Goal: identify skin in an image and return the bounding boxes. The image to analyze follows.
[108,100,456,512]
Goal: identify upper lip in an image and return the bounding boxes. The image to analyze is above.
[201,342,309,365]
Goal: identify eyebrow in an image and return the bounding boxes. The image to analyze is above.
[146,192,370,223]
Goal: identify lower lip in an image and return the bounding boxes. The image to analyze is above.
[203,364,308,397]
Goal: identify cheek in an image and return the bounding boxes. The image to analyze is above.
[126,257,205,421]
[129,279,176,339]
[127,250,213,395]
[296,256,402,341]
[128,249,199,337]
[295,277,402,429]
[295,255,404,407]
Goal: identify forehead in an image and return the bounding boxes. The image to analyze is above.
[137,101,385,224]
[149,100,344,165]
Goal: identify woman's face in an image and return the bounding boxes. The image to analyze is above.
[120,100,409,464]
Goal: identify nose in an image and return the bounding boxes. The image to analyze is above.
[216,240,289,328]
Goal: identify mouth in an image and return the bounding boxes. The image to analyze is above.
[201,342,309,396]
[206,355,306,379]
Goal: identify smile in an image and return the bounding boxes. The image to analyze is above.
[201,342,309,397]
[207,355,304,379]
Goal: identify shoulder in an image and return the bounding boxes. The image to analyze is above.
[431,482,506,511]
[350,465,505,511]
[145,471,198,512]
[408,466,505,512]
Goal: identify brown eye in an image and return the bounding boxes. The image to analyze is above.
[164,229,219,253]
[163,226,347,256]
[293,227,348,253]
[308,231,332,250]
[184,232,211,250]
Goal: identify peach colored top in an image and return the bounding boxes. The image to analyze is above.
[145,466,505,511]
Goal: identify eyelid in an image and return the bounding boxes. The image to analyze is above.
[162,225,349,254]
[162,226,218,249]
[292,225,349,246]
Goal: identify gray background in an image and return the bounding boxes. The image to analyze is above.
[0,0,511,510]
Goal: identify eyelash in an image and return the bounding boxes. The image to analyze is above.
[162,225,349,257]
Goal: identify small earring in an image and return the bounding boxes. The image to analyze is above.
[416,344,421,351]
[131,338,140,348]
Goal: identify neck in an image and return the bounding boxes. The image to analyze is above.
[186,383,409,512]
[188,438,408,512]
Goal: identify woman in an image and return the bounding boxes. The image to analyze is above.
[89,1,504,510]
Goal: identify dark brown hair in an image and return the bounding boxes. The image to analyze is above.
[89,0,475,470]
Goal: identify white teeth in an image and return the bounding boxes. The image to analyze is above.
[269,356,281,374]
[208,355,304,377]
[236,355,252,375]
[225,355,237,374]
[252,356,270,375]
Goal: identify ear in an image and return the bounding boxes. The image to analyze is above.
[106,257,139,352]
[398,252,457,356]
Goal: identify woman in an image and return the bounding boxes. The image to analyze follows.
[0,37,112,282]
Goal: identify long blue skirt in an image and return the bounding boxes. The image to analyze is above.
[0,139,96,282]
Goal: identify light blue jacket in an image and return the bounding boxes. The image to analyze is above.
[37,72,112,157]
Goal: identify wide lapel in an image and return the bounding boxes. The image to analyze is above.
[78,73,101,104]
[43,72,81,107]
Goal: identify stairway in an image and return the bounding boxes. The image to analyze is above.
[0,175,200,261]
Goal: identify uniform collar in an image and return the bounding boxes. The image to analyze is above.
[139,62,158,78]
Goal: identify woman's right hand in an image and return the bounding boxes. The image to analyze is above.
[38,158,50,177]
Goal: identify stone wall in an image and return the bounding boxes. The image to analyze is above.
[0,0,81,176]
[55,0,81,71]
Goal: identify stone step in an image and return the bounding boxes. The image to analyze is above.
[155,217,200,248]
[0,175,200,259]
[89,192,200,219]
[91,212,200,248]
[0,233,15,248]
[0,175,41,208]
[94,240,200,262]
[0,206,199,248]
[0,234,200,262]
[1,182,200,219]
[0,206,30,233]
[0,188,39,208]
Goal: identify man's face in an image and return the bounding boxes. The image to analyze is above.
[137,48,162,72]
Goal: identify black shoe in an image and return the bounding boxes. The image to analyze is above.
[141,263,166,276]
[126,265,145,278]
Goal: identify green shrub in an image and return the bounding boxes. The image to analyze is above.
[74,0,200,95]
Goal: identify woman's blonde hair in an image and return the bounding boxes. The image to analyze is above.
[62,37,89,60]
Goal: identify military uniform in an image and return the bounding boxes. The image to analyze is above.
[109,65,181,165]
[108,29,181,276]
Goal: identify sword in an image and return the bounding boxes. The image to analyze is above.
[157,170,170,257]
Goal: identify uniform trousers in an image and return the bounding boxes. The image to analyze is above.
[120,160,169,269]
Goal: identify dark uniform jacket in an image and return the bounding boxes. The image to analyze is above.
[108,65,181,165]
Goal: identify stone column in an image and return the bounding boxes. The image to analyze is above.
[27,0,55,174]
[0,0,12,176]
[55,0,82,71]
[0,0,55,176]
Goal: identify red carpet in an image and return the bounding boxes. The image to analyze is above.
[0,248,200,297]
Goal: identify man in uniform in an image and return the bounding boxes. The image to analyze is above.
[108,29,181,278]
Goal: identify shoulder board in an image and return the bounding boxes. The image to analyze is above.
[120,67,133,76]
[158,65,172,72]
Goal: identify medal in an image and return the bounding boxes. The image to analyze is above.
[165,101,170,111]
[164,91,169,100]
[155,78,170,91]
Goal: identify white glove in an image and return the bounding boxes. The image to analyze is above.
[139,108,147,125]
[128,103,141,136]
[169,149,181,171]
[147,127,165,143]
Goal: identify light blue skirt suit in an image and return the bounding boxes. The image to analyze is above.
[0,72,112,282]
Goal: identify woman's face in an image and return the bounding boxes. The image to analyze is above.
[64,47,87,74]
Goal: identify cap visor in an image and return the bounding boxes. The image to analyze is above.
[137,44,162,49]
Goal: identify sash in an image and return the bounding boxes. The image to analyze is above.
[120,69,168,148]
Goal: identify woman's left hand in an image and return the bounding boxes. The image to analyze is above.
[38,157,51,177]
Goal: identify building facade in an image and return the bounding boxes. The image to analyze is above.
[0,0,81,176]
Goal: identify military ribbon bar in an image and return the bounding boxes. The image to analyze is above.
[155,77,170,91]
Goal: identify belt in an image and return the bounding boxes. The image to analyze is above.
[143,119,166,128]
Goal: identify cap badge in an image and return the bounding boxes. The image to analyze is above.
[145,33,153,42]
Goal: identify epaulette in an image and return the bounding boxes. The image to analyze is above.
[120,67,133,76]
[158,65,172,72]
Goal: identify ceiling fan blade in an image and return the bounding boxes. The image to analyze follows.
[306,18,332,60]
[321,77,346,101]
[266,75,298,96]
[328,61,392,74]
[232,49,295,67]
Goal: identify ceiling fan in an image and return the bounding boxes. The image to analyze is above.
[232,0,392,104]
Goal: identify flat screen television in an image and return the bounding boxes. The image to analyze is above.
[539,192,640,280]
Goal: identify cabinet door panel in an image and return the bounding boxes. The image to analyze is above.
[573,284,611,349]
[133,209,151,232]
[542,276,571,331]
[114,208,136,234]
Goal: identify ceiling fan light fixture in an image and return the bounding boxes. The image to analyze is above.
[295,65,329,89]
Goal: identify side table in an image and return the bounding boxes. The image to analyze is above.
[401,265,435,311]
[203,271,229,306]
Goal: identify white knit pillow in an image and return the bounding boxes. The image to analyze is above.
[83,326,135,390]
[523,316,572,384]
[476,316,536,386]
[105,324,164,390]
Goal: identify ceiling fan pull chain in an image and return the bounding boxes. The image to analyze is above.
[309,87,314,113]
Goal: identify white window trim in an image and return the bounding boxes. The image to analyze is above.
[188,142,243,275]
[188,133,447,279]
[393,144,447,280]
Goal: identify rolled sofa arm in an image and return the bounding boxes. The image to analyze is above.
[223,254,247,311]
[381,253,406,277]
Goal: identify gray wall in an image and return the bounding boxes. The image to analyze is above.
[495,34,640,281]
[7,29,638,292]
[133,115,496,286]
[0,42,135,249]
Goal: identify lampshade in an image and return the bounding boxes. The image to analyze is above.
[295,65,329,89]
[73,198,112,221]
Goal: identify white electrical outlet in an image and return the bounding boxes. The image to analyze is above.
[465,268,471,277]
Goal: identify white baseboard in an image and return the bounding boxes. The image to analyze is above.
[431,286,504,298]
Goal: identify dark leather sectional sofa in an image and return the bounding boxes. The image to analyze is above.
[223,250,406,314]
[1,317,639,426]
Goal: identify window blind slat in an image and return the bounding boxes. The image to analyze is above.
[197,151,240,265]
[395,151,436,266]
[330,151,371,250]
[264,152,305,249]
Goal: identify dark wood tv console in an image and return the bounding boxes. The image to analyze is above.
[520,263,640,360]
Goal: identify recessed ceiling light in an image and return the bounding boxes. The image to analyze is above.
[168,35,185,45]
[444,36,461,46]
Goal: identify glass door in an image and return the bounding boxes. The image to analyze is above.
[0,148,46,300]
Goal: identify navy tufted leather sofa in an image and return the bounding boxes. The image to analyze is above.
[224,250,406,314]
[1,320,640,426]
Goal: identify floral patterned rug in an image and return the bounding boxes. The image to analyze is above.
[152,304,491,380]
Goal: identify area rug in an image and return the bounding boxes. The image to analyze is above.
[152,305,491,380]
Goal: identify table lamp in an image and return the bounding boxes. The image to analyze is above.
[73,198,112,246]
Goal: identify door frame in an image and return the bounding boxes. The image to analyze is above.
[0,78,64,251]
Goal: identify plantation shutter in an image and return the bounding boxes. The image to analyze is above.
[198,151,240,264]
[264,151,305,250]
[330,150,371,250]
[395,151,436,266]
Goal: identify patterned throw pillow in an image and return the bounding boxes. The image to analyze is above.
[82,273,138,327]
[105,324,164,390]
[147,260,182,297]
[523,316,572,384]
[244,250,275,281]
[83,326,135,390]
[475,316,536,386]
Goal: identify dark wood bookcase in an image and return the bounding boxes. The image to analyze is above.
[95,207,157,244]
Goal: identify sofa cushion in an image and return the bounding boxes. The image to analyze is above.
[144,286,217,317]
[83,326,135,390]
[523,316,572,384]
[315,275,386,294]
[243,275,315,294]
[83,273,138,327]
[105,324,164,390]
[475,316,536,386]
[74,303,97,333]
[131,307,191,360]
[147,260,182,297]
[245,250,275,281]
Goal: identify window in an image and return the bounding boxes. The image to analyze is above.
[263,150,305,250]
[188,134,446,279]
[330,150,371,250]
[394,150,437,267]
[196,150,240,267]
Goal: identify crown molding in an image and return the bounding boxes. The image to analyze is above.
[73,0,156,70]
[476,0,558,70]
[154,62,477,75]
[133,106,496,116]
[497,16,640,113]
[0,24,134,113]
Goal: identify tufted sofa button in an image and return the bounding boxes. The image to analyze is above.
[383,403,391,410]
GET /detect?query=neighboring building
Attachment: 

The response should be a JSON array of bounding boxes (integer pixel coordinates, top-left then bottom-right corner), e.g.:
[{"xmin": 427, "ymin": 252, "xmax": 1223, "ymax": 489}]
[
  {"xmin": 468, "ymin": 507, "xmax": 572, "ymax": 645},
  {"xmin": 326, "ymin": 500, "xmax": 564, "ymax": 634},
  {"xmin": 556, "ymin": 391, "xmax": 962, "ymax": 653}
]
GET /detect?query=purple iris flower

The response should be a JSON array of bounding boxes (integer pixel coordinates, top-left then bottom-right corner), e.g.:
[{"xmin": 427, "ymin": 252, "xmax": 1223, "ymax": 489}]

======

Work order » Your answer should be each line from the preceding material in which the word "query" occurs.

Response below »
GET /detect?query=neighboring building
GET /detect?query=purple iris flower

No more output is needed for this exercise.